TEXT EXCERPT
Kumar Status Report 3/25

While Alejandro is familiar with Bootstrap, he focused on converting the previously written CSS to this as it helps  modularize our project better.

I continued working on the project, specifically the cruz of a major bug. The bug was that if the length of the notes array was greater than 0, then we weren’t able to draw the notes using the Vexflow library. We continued to encounter an uncaught syntax error in our JavaScript file. After digging into various forums and documentation for the JavaScript library Vexflow,  we ended up with the resolution to this – implement a try and except case and sort of hard code it in. I then tested it with various files and arrays and ensured it doesn’t fail.


As this tooka few days to sort out, I was mainly assisting Alejandro and Aditya on higher level discussions surrounding the integration files we had to alter, as outlined in the team status report. I also took the lead on the ethics assignment for our group.

I’d say I’m on track with the front-end nearly finalized and contributing mostly on debugging and code structure discussions on the backend.


I’ll be taking a lead on SNR rejection and adding more front end functionality such as saving and downloading files next week and perhaps creating user profiles.

Aditya’s Status report for 3/25

My schedule changed this week as after we built the Note design structures, we realized we would have to implement the integrator step of the project in the front-end instead of the back-end, as discussed in our team status report. Because of this, I couldn’t use the output of the integrator in my Vexflow code like I’d originally planned.

Instead, I worked on determining how long each transcription will need to be based on the number of notes in each audio. Vexflow’s library is setup so that you have to manually instantiate each measure of the musical piece before adding notes to it. So, I wrote code that took the length of the input audio and using the baseline time signature of 4/4 determines how many measures (defined as Staves in the Vexflow API) would be required in the transcription.

Once the number of Staves was known, I could setup a 2-d array of locations, to track which measure goes where on the output PDF. I chose that there would always be 4 Staves in each row, so the 2-d array was an N-by-4 matrix where 4*N is the total number of Staves. If the number of Staves isn’t divisible 4, there are “padding” Staves added to the ending so the output still looks neat.

Once the Staves are instantiated, I iterate through the piece and write each note (only the pitches currently, as the integrator is incomplete); the row and column of the desired Stave is determined  based on the index of the Note in the list recieved from the backend; for example, the 5th item in the list will correspond to the 2nd row, 1st Stave of the transcription.

Alejandro’s Status Report for 3/25

First, I had to work on the ethics assignment with my team.

After that, I decided to make the front end of the website look even better. I made sure we were only using Bootstrap and barely any CSS so that resizing the window would not affect the look of the website. I also had to made sure to add code so that our backend is able to read in the values set by the user in the form when selecting a clef, time signature and audio file. Before, our code was not able to read in these values correctly and now this should be fixed. This information will be sent to the rhythm and pitch processors. I also added the copyright footer to our website.


Finally, I had to write code in the views.py file that allows the backend to send all the correct information to the front end so that we can utilize it with VexFlow to display the music sheet. This required me to make some changes to the integrator like we talked about in the team weekly status report. I changed the integrator from being in python to happening in the javascript part of our code since there was a bug where apparently sending a list containing a class from python to javascript would not work. Therefore, now we just send to the javascript the pitches and the rhythm output and call our integration function in javascript.

Labeling and segmentation records
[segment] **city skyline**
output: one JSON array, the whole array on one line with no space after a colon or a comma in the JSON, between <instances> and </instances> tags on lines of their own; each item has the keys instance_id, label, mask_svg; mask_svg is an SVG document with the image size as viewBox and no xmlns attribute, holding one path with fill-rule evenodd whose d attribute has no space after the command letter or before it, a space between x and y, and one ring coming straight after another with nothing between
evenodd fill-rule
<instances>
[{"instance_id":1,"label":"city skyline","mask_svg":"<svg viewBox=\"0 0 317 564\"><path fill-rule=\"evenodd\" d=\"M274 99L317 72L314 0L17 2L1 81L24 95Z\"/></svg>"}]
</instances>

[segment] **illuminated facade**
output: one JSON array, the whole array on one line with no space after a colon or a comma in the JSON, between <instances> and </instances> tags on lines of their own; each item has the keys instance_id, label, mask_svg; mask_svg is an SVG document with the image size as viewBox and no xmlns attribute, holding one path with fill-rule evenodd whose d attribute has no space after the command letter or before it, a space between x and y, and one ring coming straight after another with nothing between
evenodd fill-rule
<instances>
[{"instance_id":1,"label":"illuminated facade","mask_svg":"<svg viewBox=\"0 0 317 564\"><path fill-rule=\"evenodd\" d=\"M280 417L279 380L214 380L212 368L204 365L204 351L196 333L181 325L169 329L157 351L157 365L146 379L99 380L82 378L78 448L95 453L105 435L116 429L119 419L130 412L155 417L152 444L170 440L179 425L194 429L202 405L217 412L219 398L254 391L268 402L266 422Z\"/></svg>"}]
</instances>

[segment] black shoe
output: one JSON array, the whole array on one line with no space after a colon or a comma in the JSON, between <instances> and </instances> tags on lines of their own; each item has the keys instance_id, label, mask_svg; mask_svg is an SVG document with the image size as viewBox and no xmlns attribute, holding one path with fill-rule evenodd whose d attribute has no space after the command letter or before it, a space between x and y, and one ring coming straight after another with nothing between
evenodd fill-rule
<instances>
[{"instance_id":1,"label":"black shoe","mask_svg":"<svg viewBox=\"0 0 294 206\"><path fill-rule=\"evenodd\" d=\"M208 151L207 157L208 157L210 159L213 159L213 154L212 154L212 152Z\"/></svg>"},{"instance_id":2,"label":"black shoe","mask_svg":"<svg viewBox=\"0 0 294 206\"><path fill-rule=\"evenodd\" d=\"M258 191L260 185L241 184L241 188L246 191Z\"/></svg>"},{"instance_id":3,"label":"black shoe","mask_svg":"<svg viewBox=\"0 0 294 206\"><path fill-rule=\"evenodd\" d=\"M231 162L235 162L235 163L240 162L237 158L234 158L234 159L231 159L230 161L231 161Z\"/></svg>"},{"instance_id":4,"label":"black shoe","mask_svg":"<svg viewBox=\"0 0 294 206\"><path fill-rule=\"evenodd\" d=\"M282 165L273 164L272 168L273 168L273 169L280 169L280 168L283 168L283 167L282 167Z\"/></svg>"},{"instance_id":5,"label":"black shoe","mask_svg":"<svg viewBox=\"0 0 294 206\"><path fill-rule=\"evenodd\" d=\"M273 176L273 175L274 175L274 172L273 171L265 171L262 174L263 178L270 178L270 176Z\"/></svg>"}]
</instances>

WHAT YOU ARE ASKED TO DO
Write out the passage of the status reports from "Aditya’s Status report" to "I’d originally planned.". The records aren't needed.

ANSWER TO THIS TASK
Aditya’s Status report for 3/25

My schedule changed this week as after we built the Note design structures, we realized we would have to implement the integrator step of the project in the front-end instead of the back-end, as discussed in our team status report. Because of this, I couldn’t use the output of the integrator in my Vexflow code like I’d originally planned.